- Instructions for the task -
Every line of the records that holds the word "sunlit" should be copied out.

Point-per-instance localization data
★ ★ ★ ★ ★ ★ ★

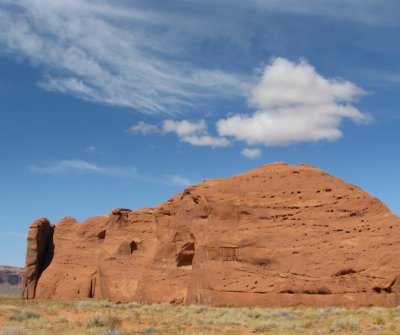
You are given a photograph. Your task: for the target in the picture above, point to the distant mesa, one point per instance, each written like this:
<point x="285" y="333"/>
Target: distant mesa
<point x="279" y="235"/>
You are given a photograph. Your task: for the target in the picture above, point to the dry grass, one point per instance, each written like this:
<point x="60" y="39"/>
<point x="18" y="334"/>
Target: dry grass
<point x="89" y="317"/>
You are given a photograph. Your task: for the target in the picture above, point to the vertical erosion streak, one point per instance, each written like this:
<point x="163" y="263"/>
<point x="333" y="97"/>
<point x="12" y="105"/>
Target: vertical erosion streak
<point x="39" y="254"/>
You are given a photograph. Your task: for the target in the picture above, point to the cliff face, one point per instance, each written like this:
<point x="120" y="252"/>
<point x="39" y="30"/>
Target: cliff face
<point x="10" y="276"/>
<point x="278" y="235"/>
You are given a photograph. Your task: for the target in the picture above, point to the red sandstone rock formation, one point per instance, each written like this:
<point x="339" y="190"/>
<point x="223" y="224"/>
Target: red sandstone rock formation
<point x="278" y="235"/>
<point x="10" y="277"/>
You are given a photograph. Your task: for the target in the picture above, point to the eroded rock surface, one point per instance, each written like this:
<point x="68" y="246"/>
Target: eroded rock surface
<point x="278" y="235"/>
<point x="10" y="276"/>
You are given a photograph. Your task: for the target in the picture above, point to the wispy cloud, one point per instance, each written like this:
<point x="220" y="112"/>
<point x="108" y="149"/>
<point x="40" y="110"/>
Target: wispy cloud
<point x="73" y="167"/>
<point x="79" y="166"/>
<point x="294" y="104"/>
<point x="143" y="128"/>
<point x="195" y="133"/>
<point x="251" y="153"/>
<point x="109" y="53"/>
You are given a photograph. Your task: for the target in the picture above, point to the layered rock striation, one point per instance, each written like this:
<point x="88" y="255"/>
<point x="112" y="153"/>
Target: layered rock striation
<point x="278" y="235"/>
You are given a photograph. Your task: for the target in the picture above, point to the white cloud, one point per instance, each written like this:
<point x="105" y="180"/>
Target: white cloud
<point x="143" y="128"/>
<point x="194" y="133"/>
<point x="72" y="167"/>
<point x="251" y="153"/>
<point x="80" y="166"/>
<point x="185" y="128"/>
<point x="294" y="104"/>
<point x="109" y="53"/>
<point x="181" y="181"/>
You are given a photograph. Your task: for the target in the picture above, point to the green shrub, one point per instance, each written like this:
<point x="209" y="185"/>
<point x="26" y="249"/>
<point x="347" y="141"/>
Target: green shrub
<point x="19" y="315"/>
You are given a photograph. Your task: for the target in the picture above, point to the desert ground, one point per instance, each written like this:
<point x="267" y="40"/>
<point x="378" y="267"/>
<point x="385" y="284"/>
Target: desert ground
<point x="81" y="317"/>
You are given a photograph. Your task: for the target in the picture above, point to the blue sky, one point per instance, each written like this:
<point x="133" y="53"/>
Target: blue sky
<point x="123" y="105"/>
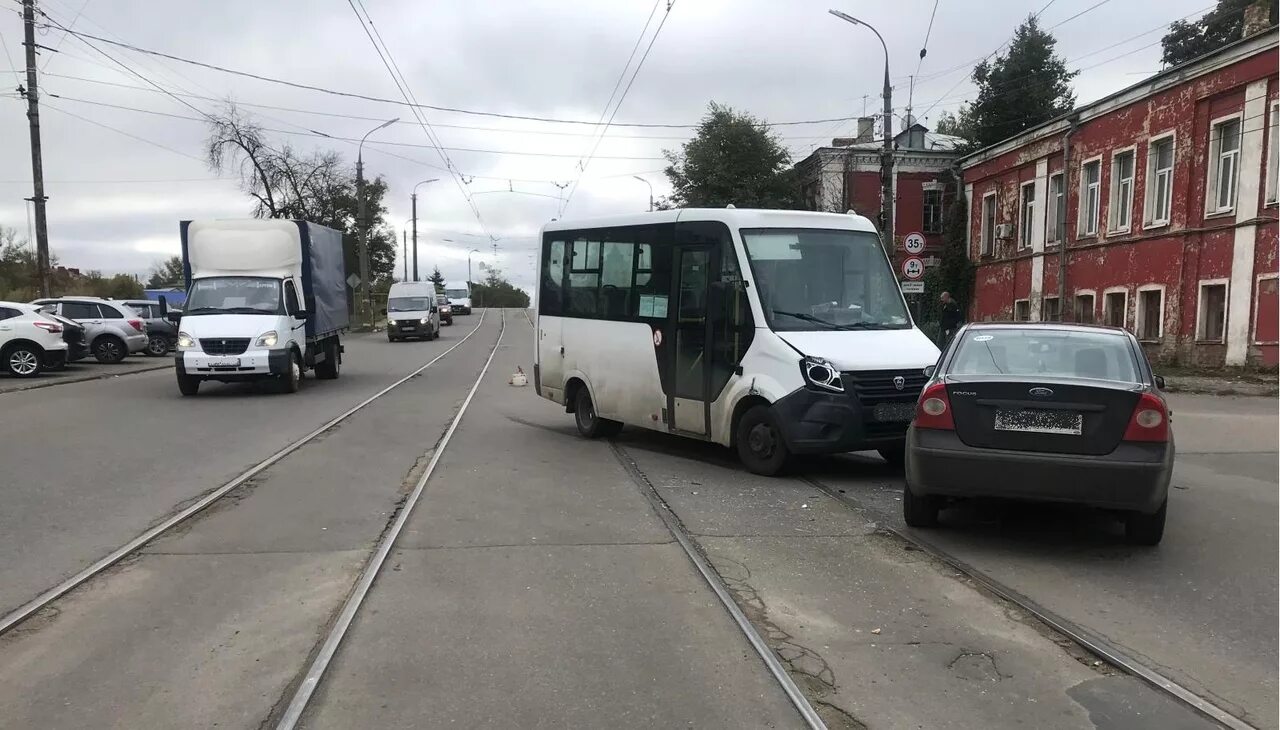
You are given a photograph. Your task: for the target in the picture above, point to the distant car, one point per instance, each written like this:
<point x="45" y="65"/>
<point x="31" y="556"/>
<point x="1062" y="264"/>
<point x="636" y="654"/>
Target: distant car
<point x="30" y="341"/>
<point x="460" y="301"/>
<point x="112" y="329"/>
<point x="161" y="333"/>
<point x="1046" y="411"/>
<point x="442" y="301"/>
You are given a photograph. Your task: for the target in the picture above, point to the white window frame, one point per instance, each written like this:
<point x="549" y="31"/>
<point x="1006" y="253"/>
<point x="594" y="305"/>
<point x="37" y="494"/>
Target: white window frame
<point x="1257" y="290"/>
<point x="1124" y="318"/>
<point x="1052" y="206"/>
<point x="1086" y="293"/>
<point x="1028" y="302"/>
<point x="1083" y="223"/>
<point x="1272" y="186"/>
<point x="1148" y="206"/>
<point x="1139" y="314"/>
<point x="1211" y="187"/>
<point x="1115" y="205"/>
<point x="1200" y="308"/>
<point x="1025" y="218"/>
<point x="987" y="237"/>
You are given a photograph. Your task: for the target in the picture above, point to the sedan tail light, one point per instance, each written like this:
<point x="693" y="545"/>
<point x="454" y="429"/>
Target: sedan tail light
<point x="933" y="410"/>
<point x="1150" y="420"/>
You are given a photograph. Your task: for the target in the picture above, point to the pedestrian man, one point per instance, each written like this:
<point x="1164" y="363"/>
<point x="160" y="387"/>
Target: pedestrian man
<point x="951" y="319"/>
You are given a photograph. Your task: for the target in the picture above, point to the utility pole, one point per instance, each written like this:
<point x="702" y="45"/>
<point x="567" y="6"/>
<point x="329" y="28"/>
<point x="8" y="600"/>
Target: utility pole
<point x="37" y="165"/>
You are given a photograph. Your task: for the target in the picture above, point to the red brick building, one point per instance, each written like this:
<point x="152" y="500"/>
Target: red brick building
<point x="1168" y="209"/>
<point x="846" y="176"/>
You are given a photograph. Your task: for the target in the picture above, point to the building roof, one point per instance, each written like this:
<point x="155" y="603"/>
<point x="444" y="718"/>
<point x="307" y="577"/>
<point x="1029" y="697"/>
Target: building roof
<point x="1207" y="63"/>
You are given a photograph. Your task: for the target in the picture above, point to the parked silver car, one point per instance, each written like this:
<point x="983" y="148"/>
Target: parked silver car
<point x="112" y="329"/>
<point x="161" y="333"/>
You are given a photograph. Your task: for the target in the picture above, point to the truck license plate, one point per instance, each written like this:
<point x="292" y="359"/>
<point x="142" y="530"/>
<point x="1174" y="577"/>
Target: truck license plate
<point x="894" y="413"/>
<point x="1066" y="423"/>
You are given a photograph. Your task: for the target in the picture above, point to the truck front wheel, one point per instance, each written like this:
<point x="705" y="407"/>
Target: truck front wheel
<point x="188" y="384"/>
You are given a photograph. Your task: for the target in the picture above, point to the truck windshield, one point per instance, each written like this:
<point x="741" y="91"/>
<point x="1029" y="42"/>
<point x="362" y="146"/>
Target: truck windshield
<point x="408" y="304"/>
<point x="234" y="295"/>
<point x="814" y="279"/>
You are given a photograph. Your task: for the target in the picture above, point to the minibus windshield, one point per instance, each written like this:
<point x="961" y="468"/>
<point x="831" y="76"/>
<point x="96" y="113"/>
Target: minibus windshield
<point x="813" y="279"/>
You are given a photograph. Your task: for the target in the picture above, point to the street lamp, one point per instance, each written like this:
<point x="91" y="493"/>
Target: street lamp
<point x="362" y="224"/>
<point x="414" y="200"/>
<point x="887" y="153"/>
<point x="650" y="190"/>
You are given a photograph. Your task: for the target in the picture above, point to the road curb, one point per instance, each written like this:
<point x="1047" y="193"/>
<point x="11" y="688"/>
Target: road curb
<point x="86" y="378"/>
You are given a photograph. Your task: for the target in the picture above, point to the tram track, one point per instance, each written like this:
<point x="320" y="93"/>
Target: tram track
<point x="16" y="617"/>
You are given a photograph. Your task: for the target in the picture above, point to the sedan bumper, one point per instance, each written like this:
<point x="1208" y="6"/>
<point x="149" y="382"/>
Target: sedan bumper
<point x="1133" y="477"/>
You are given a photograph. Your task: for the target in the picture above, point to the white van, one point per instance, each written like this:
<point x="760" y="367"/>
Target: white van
<point x="775" y="332"/>
<point x="412" y="311"/>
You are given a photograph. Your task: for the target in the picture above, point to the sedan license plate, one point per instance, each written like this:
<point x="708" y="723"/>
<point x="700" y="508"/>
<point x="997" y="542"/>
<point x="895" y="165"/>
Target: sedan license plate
<point x="1066" y="423"/>
<point x="894" y="413"/>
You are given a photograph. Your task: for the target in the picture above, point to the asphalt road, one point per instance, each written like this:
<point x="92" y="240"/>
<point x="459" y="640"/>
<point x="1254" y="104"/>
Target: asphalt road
<point x="90" y="465"/>
<point x="1201" y="607"/>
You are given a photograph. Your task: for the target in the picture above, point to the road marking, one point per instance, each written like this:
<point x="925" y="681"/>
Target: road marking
<point x="677" y="530"/>
<point x="1083" y="637"/>
<point x="39" y="602"/>
<point x="315" y="673"/>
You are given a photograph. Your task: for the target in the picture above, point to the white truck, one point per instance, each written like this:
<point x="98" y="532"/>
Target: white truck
<point x="266" y="299"/>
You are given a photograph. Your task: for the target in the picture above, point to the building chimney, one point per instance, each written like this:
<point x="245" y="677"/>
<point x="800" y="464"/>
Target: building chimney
<point x="865" y="128"/>
<point x="1257" y="18"/>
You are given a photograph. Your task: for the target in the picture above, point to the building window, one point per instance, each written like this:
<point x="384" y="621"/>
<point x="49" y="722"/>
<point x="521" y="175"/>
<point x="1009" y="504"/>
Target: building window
<point x="1224" y="156"/>
<point x="1272" y="155"/>
<point x="1121" y="191"/>
<point x="1084" y="308"/>
<point x="1022" y="310"/>
<point x="1027" y="214"/>
<point x="1091" y="196"/>
<point x="1160" y="179"/>
<point x="988" y="224"/>
<point x="1056" y="211"/>
<point x="933" y="211"/>
<point x="1051" y="310"/>
<point x="1151" y="314"/>
<point x="1211" y="323"/>
<point x="1114" y="308"/>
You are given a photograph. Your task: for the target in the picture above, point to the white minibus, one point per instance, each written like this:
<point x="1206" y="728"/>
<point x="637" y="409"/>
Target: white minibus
<point x="772" y="332"/>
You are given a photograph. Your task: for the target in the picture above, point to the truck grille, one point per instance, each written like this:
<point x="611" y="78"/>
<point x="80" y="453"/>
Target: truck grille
<point x="224" y="346"/>
<point x="878" y="387"/>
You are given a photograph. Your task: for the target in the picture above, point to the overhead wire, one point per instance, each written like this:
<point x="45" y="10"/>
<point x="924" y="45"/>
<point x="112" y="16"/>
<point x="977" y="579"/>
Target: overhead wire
<point x="657" y="32"/>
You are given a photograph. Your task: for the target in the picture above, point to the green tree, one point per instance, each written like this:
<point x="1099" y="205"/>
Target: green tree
<point x="1024" y="87"/>
<point x="318" y="187"/>
<point x="498" y="292"/>
<point x="955" y="270"/>
<point x="732" y="159"/>
<point x="1214" y="30"/>
<point x="167" y="273"/>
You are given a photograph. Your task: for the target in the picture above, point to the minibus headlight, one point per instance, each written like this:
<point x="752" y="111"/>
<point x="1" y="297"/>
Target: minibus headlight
<point x="821" y="374"/>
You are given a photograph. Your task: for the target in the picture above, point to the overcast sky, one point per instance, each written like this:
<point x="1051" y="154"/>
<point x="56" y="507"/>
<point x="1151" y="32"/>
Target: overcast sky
<point x="115" y="201"/>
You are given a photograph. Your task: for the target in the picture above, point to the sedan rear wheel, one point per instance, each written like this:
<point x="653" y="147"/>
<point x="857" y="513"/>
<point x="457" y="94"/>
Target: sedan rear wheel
<point x="22" y="360"/>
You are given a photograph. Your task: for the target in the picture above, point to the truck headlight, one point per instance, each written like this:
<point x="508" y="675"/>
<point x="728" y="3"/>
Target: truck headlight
<point x="822" y="374"/>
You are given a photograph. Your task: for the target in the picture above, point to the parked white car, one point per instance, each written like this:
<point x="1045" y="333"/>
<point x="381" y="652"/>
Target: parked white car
<point x="30" y="341"/>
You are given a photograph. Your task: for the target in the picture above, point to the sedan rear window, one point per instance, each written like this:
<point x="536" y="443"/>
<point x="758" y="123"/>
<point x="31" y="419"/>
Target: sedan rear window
<point x="1046" y="352"/>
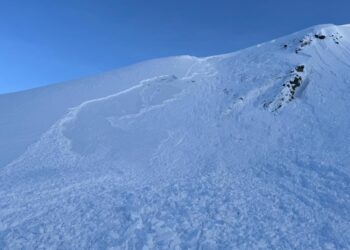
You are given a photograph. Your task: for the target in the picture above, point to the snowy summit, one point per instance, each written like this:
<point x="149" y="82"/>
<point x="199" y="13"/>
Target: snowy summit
<point x="248" y="150"/>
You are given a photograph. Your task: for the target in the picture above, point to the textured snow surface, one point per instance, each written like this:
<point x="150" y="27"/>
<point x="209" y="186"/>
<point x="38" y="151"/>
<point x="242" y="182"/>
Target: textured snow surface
<point x="248" y="150"/>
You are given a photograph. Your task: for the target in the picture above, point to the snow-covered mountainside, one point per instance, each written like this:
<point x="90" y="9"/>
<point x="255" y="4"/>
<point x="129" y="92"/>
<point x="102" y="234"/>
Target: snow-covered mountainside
<point x="248" y="150"/>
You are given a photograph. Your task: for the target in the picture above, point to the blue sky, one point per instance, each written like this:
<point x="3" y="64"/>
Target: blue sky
<point x="43" y="42"/>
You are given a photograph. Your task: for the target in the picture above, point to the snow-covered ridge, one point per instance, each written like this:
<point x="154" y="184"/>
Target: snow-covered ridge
<point x="244" y="150"/>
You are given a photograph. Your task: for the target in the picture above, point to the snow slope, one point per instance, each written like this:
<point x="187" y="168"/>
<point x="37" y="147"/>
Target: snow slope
<point x="248" y="150"/>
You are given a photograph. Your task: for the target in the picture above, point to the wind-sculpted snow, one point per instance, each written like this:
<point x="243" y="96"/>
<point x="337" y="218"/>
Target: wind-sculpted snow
<point x="248" y="150"/>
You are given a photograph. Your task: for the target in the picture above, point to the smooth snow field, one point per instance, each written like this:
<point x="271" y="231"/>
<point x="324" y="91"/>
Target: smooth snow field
<point x="248" y="150"/>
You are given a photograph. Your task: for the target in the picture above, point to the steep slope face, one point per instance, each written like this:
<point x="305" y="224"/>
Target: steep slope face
<point x="245" y="150"/>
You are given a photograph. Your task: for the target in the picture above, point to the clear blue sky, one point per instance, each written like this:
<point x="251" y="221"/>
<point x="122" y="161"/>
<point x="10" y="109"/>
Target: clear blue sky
<point x="43" y="42"/>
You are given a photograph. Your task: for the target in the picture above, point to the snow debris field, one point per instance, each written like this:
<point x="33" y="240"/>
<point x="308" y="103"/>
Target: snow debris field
<point x="248" y="150"/>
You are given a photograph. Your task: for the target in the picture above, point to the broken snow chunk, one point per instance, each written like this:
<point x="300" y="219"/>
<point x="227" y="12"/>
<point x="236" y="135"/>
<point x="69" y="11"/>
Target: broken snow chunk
<point x="300" y="68"/>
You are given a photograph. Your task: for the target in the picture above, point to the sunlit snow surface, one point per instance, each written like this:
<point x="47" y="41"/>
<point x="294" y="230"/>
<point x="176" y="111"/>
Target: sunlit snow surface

★ ★ ★ ★ ★ ★ ★

- Written answer -
You are given a photograph. Your task: for the target in the picture above, point to the sunlit snow surface, one point per instance, each written like this:
Target: sunlit snow surface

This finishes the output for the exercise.